Exercise prompt:
Find every line in the items below that contains the word "deck", and copy each of those lines. Matching is case-sensitive.

########

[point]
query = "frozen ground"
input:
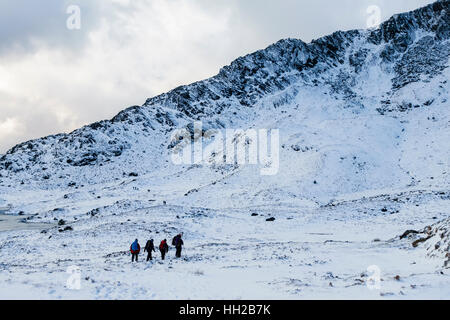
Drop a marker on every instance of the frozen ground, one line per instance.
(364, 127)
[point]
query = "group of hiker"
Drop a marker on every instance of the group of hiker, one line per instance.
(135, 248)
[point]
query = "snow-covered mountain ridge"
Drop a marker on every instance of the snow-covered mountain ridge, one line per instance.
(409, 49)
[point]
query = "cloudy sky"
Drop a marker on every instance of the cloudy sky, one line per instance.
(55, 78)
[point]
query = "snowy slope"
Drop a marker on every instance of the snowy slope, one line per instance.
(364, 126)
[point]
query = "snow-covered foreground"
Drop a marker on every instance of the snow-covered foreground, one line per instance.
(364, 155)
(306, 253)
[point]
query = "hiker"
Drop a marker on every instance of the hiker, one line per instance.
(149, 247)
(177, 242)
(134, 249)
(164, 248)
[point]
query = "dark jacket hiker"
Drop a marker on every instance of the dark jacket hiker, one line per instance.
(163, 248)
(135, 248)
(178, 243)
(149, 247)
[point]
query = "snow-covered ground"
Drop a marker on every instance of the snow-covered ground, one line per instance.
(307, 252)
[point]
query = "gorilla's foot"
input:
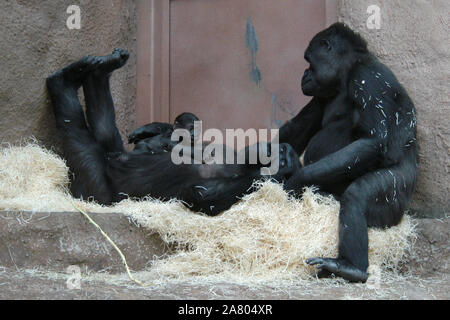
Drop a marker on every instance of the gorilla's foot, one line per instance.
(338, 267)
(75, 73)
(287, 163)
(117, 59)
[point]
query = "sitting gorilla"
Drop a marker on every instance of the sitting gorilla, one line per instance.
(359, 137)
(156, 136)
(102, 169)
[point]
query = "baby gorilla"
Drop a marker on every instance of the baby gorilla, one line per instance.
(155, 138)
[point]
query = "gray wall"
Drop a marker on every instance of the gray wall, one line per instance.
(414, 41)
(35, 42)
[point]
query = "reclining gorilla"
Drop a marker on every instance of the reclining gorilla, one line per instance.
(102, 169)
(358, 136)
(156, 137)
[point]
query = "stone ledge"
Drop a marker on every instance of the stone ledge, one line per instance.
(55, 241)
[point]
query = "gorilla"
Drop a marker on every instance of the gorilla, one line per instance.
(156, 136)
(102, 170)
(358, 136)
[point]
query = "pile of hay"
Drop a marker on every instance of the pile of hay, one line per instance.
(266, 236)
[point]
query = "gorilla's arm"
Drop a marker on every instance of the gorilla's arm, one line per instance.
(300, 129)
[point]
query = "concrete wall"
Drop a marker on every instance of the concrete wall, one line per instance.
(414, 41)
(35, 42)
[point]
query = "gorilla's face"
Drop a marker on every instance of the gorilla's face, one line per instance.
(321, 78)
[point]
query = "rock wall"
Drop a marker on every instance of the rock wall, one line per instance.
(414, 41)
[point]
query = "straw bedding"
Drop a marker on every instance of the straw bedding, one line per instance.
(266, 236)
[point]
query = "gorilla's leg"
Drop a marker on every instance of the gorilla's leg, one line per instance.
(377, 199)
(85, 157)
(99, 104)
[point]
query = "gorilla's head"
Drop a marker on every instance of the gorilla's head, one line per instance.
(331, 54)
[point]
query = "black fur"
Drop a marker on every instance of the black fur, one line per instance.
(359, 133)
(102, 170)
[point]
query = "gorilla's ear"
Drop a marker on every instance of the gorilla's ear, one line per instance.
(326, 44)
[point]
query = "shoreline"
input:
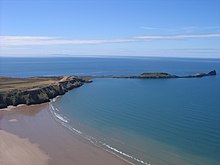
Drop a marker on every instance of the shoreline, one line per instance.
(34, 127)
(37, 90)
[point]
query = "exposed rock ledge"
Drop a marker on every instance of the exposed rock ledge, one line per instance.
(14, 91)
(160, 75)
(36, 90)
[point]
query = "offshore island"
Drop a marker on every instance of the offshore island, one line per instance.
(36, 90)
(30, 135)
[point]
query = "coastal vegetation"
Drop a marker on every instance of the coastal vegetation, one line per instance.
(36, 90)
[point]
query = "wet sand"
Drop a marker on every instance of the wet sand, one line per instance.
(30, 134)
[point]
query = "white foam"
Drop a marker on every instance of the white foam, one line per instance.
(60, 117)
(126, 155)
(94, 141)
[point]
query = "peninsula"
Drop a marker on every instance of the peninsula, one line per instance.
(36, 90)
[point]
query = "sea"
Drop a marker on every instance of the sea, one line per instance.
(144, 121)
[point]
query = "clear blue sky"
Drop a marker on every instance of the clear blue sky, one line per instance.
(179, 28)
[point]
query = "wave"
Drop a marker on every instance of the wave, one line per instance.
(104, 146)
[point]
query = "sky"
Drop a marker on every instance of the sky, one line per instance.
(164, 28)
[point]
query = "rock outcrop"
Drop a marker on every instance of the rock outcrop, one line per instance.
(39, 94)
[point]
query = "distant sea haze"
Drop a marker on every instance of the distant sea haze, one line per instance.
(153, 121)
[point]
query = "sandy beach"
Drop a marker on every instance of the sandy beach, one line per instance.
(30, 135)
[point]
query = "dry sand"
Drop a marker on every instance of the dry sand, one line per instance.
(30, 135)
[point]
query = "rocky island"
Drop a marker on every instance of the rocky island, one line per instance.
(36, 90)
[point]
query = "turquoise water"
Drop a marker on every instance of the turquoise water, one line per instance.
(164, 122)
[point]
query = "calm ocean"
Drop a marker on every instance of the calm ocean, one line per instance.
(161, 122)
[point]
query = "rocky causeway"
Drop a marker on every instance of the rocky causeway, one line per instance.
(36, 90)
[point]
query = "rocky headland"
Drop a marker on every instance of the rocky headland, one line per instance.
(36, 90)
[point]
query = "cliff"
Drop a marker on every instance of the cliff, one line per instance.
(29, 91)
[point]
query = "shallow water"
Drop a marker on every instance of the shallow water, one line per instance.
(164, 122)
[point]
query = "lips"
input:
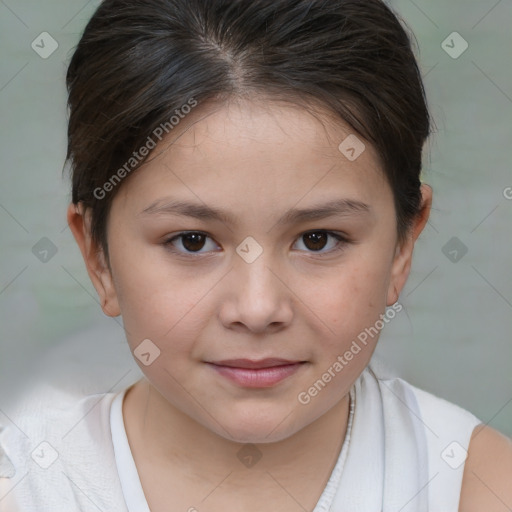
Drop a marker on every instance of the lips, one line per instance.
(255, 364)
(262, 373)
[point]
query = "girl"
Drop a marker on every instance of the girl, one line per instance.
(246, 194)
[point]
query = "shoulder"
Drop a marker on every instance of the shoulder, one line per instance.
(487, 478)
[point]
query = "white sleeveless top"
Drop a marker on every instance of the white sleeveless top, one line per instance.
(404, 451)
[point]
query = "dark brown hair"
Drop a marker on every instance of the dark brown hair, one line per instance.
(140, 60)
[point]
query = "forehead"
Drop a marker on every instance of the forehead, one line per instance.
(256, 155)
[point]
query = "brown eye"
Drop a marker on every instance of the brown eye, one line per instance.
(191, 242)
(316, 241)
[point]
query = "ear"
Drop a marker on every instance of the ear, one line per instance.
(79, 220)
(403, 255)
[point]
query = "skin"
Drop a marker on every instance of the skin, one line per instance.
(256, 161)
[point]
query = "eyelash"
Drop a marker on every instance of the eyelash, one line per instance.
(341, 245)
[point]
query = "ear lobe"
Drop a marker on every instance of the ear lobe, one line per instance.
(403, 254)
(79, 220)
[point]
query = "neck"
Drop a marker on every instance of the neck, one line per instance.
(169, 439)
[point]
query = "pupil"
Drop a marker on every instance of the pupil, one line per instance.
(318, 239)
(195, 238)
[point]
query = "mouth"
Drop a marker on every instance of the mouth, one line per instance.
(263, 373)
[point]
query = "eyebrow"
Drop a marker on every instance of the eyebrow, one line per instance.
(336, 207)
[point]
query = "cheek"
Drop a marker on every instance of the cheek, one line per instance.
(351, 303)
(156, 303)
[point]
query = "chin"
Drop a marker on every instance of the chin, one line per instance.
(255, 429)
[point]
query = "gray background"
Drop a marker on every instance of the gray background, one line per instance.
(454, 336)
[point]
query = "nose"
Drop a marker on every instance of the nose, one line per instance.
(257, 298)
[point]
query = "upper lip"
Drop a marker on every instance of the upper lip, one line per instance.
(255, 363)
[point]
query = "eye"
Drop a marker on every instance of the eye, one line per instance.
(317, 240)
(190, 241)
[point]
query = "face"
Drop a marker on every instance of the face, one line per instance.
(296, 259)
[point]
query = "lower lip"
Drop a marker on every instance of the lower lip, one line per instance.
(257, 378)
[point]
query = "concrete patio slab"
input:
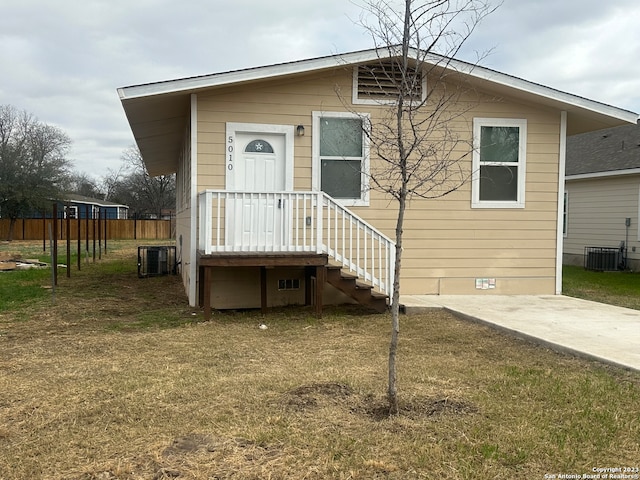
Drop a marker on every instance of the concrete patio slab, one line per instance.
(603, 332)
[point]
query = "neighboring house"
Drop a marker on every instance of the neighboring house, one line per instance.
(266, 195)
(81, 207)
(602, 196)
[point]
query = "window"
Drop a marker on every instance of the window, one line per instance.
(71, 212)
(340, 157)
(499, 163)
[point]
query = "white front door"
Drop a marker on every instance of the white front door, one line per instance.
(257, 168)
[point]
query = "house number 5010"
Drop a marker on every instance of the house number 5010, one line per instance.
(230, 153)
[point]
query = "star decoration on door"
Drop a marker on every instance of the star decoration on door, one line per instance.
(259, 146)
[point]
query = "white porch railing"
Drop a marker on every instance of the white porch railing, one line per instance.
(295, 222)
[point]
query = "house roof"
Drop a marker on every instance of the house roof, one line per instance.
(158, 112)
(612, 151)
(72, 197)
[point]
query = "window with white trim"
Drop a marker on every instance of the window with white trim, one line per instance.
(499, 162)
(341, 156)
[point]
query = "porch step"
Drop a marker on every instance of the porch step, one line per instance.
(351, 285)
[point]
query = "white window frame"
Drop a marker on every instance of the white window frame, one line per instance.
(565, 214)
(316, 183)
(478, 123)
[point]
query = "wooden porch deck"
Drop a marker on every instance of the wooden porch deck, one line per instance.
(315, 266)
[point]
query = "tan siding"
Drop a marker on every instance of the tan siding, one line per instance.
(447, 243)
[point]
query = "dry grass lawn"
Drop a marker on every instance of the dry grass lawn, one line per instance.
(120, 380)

########

Solution for this task:
query = "wooden porch deck"
Drop a marker on every instance of the wooden porch deck, one line per instance.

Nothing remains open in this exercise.